• GIVEN PASSAGE:
= 2002–03 Bangladeshi cricket season =

The 2002–03 Bangladeshi cricket season featured Bangladesh playing their inaugural Test series against the touring West Indies. It was followed by Bangladesh's first home series against South Africa.

==International tours==

===West Indian cricket team in Bangladesh===

The West Indies played two Test matches and three limited overs internationals. They won both the Test matches and two of the One Day Internationals, while the remaining ODI was a no result, as rain arrived to save Bangladesh from what looked like another likely defeat.

===South African cricket team in Bangladesh===

South Africa played 2 Test matches against Bangladesh and took part in a limited overs tri-series with Bangladesh and India. South Africa won the Test series against Bangladesh, winning both matches convincingly by an innings. The final of the tri-series resulted with the abandonment of the match after the first innings.

• DATA ROWS:
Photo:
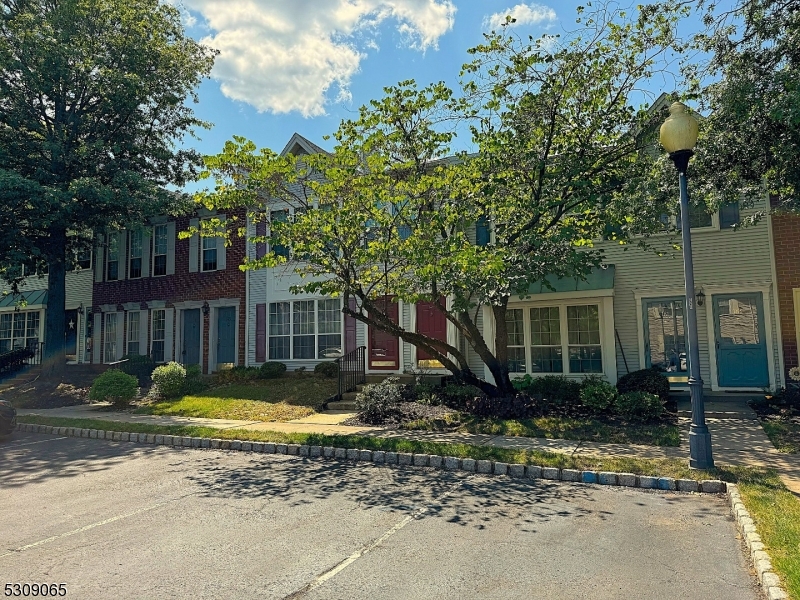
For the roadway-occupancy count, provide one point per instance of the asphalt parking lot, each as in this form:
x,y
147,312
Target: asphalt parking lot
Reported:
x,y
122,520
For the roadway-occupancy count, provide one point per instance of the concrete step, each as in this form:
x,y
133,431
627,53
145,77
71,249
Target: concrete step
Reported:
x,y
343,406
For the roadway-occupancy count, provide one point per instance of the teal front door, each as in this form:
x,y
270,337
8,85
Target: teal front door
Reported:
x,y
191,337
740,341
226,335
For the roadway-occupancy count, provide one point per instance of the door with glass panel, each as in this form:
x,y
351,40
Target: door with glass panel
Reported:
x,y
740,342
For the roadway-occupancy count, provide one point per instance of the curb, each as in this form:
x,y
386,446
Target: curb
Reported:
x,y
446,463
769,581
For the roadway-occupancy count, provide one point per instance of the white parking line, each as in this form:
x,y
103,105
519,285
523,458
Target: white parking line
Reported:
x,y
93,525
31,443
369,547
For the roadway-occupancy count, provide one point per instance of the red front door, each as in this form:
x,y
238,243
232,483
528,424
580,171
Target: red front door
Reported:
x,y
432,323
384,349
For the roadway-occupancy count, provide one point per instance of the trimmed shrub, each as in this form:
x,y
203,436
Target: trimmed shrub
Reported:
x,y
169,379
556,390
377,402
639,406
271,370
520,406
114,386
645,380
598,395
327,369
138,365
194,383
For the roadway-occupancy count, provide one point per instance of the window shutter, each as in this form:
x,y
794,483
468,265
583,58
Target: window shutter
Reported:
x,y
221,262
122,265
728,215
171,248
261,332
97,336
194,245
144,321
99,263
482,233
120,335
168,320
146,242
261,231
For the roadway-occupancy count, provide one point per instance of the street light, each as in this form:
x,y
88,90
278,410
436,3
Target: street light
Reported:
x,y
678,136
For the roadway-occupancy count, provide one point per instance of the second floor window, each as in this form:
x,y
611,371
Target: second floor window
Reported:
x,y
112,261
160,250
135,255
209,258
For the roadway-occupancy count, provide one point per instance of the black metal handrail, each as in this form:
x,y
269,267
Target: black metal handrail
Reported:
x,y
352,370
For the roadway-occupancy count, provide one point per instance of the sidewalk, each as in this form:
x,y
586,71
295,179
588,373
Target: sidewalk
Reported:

• TO BE DONE:
**A)** Answer each question about the cricket season passage.
(i) Which team did Bangladesh face in its inaugural Test series?
(ii) How many limited overs internationals did the West Indies play on that tour?
(iii) How did the final of the tri-series end?
**B)** Scale the entries from the line with "of the trimmed" through the end of the entries, both ends included, and write out only those lines, requests and all. Multiply every point coordinate in the answers by 0.65 and round to whole numbers, rounding halves up.
The entries after the passage have no connection to the passage itself.

• RESPONSES TO THE EXERCISE:
**A)**
(i) The West Indies.
(ii) Three.
(iii) The match was abandoned after the first innings.

**B)**
For the roadway-occupancy count, provide one point per instance of the trimmed shrub, each as in this form:
x,y
203,436
Target: trimmed shrub
Reported:
x,y
110,246
361,254
245,261
415,264
176,241
338,264
74,251
419,247
389,257
213,240
90,237
126,249
For the roadway-occupancy count, provide one point per instance of the window shutter, each as in this form:
x,y
794,483
468,265
583,58
Target: window shutter
Reported:
x,y
144,170
79,172
473,140
111,161
170,216
63,218
126,159
94,209
64,171
313,151
78,218
109,208
95,157
170,150
For the roadway-occupancy count, provide one point per instance of the street light, each as in this form:
x,y
88,90
278,410
436,3
Target: street light
Reported:
x,y
441,88
For the roadway-occupancy count, provide one point per instance of the second floor window, each as in this form:
x,y
611,371
Target: second floor window
Reported:
x,y
73,170
104,163
88,166
136,168
For the roadway-occupancy count, provide one point per instance of the black metal handrail, each as in this form:
x,y
269,267
Target: black metal handrail
Reported:
x,y
229,241
For the roadway-occupancy count, provide one point per instance of the sidewalk, each as in this form:
x,y
586,71
295,179
588,373
Target: sidewalk
Reported:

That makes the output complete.